─── DATA IN THIS EXERCISE ───

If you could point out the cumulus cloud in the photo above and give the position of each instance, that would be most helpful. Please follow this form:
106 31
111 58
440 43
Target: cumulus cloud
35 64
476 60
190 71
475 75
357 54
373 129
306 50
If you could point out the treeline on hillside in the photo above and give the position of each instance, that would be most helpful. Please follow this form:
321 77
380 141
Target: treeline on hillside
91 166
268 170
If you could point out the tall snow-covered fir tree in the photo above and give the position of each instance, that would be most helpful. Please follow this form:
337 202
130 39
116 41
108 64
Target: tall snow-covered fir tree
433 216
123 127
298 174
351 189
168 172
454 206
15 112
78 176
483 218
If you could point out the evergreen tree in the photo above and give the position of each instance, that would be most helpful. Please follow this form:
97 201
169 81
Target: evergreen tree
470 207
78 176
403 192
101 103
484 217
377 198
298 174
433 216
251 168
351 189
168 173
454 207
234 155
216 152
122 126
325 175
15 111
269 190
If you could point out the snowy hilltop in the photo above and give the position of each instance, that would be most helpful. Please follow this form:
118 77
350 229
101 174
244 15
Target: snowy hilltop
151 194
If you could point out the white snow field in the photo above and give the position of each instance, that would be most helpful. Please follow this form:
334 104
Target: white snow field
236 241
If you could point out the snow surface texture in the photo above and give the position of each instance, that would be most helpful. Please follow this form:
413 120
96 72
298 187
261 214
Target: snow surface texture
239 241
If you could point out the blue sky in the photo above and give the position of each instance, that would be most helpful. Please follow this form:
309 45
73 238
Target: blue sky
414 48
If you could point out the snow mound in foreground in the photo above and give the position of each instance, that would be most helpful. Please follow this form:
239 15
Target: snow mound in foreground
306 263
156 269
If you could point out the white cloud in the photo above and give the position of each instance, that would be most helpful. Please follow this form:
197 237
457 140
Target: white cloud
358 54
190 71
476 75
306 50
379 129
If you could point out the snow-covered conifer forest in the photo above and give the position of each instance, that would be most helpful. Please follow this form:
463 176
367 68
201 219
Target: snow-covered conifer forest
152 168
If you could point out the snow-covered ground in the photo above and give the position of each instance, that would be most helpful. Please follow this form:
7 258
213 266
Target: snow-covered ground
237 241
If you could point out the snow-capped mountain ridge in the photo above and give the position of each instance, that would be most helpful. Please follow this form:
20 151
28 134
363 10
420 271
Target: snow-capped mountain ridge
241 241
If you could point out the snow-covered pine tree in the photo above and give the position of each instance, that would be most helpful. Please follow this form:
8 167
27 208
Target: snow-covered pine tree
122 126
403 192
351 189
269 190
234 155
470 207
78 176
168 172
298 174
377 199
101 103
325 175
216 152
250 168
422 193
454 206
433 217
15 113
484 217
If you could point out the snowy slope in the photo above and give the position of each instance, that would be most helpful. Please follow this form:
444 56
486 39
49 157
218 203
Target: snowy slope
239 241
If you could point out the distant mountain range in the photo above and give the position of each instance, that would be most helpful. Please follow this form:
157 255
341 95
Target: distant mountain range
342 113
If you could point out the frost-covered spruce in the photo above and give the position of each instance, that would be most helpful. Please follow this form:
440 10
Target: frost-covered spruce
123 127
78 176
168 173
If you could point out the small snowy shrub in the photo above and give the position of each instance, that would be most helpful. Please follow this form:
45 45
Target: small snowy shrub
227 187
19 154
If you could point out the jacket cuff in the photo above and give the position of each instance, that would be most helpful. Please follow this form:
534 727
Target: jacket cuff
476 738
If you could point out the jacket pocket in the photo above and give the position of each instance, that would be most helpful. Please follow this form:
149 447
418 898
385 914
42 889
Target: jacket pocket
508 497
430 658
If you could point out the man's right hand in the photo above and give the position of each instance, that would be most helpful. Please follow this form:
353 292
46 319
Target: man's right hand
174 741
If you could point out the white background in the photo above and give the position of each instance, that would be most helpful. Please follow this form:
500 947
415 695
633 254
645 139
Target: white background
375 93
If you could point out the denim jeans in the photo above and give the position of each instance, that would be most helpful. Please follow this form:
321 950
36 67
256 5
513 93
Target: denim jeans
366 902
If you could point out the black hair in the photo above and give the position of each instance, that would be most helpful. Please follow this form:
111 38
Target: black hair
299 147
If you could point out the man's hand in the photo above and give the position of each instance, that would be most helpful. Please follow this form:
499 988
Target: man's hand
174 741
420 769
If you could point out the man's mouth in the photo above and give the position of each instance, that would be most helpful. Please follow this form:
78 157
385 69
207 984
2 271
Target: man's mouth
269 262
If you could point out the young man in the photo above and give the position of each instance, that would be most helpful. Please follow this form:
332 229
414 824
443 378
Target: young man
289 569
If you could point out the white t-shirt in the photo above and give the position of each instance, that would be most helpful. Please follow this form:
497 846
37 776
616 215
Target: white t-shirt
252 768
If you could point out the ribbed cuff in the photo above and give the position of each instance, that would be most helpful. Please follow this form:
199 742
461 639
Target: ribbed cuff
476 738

───
─── DATA IN THIS EXERCISE ───

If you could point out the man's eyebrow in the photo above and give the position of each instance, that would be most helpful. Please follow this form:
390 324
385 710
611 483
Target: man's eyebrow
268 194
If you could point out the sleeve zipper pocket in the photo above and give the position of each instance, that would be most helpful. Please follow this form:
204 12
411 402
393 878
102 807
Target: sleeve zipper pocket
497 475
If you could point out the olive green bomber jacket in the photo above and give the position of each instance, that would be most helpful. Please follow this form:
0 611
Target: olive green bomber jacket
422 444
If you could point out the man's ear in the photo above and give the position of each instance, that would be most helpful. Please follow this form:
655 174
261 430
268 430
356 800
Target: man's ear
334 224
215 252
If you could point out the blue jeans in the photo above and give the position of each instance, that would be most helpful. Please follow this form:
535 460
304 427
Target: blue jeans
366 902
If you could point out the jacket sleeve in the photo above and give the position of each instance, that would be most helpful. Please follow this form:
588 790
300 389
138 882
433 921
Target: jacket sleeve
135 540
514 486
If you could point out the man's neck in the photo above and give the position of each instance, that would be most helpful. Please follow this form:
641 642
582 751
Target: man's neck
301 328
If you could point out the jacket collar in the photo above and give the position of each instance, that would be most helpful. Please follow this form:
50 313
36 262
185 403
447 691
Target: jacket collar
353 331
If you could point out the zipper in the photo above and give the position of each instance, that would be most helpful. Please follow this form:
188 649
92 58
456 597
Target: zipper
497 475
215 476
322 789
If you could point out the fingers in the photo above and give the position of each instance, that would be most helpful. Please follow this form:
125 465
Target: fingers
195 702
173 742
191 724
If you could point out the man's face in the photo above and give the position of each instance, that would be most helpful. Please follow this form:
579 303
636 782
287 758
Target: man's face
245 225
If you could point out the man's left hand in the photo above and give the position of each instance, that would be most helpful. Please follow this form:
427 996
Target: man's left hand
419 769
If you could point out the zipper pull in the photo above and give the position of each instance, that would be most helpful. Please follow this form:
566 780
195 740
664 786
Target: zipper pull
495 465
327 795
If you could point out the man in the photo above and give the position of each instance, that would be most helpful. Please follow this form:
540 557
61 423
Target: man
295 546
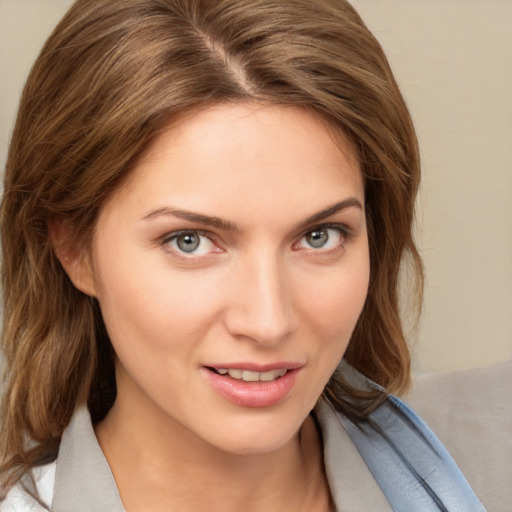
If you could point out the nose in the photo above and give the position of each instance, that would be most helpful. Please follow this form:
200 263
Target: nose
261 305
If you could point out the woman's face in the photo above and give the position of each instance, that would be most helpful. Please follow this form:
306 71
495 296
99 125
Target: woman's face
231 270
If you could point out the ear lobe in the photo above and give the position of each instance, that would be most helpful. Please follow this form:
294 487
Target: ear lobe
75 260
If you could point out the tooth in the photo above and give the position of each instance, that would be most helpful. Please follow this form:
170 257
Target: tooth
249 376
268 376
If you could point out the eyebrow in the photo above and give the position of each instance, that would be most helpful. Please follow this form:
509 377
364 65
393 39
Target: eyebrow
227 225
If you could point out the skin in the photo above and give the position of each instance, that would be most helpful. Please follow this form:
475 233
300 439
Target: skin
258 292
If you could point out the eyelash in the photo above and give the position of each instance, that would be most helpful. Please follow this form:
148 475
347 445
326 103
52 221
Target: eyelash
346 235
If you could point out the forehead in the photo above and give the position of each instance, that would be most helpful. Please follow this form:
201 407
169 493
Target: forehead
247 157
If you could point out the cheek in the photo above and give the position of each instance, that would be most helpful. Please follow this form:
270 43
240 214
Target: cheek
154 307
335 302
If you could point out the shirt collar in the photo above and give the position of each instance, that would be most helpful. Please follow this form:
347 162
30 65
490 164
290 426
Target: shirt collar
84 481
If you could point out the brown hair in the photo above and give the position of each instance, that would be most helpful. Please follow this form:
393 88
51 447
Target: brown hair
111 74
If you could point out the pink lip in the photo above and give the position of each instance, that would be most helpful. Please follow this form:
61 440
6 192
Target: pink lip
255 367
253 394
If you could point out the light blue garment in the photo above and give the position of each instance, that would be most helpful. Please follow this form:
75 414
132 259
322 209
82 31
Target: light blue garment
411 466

───

▸ **CHALLENGE**
Collect every line above that contains the word "conifer", and copy each one in full. Case counts.

▸ **CORRECT OUTPUT**
If you could point out the snow-covered conifer forest in the photo above and give the position of each instance, that would be most helpful. Please follow this form:
Target: snow-covered conifer forest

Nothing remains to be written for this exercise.